_Excerpted data_
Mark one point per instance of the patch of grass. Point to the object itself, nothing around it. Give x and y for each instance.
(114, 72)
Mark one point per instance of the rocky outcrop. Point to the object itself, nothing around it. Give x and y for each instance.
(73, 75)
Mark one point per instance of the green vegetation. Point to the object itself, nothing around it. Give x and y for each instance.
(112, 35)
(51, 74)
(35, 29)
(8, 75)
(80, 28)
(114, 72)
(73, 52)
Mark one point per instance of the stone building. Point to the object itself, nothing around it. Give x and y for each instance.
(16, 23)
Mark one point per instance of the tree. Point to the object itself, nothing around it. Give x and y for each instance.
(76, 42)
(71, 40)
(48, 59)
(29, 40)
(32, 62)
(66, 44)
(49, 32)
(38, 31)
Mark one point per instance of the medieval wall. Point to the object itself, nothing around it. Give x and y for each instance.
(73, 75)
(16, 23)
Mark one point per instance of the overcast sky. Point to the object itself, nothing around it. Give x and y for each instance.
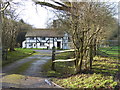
(36, 16)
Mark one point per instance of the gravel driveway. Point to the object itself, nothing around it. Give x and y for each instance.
(31, 77)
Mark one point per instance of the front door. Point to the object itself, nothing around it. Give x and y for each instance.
(58, 44)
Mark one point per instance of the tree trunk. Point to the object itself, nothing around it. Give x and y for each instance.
(91, 56)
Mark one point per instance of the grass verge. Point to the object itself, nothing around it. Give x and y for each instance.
(19, 53)
(102, 76)
(23, 67)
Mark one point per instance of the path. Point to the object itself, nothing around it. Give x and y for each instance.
(31, 77)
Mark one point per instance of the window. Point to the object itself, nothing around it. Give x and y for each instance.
(59, 38)
(31, 38)
(42, 44)
(43, 38)
(30, 44)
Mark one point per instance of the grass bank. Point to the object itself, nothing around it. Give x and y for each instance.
(102, 75)
(19, 53)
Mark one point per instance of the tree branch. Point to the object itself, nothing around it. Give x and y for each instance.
(5, 6)
(64, 8)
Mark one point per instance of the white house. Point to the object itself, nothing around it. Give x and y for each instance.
(45, 38)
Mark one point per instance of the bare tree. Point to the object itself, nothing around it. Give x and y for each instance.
(88, 23)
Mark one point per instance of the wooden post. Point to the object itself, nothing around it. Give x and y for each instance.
(0, 33)
(36, 41)
(53, 55)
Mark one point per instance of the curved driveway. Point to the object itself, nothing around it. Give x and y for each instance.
(31, 77)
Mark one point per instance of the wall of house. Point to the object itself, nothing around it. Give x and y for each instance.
(45, 42)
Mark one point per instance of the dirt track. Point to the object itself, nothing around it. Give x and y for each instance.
(31, 77)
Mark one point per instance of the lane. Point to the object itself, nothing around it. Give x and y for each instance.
(32, 77)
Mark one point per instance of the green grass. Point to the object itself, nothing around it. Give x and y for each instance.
(101, 76)
(23, 67)
(19, 53)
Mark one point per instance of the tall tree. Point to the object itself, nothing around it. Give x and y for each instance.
(88, 23)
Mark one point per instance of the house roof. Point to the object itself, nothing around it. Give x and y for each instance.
(44, 33)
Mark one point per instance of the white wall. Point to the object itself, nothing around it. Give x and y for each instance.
(63, 42)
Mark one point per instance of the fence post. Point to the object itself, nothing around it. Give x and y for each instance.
(53, 55)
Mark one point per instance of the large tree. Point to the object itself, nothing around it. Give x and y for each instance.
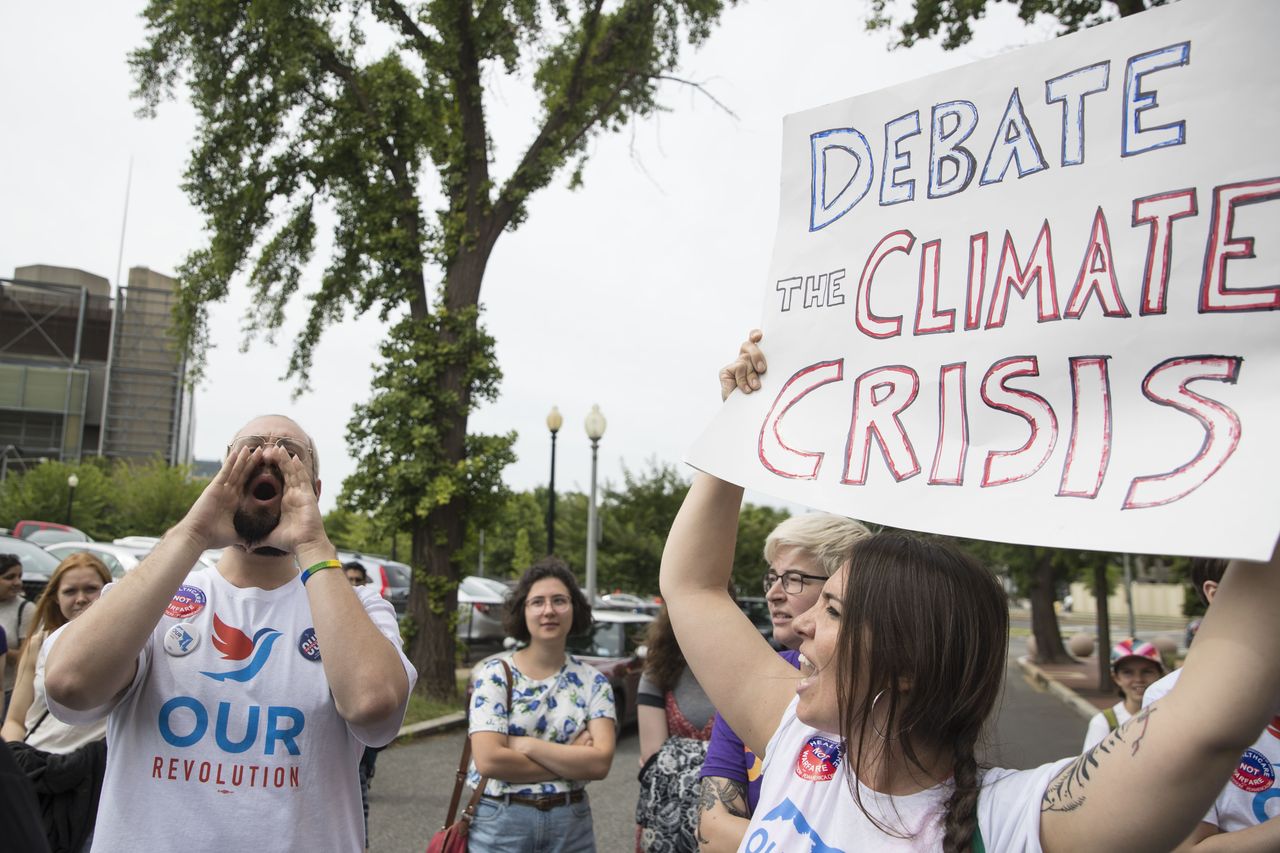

_What the task asks_
Extract each line of the data above that contains the word "post", copying those lines unchanged.

_Solution for this task_
Mark one point per instance of the wooden post. Point to the object itself, nothing around it. Give x and y for each instance.
Mark one point per instance of the fence post. Point to the object itself, nothing around it. Give x and y for each instance.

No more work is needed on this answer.